# [Source records]
▼▼▼
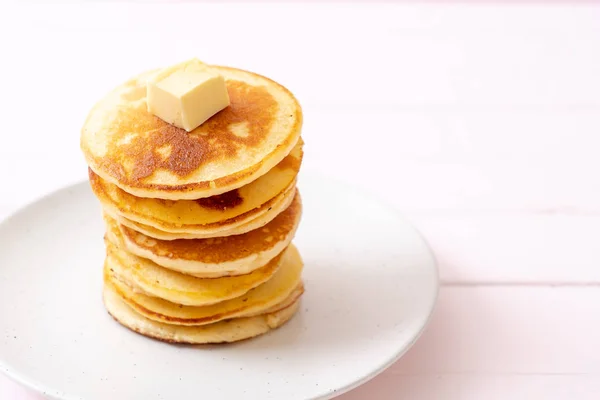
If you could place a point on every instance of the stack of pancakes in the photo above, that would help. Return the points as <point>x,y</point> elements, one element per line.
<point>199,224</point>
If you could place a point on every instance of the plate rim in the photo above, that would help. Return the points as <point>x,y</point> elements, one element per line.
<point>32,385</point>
▲▲▲
▼▼▼
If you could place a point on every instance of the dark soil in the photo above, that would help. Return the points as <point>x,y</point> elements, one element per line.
▲▲▲
# [What is required]
Rewrite the entries starting with the line containing "of the stack" and continuing through the line containing "<point>32,385</point>" as a JSON list of strings, with each line as its own string and blank lines omitted.

# [Expected answer]
[
  "If you could place a point on every instance of the stack of pancakes in the photo above, that would help. Return the points as <point>x,y</point> elements, one element per line.",
  "<point>199,224</point>",
  "If you could place a point on every instance of the plate rim in the photo above, that would help. Return the points as <point>x,y</point> elements, one element per line.",
  "<point>32,385</point>"
]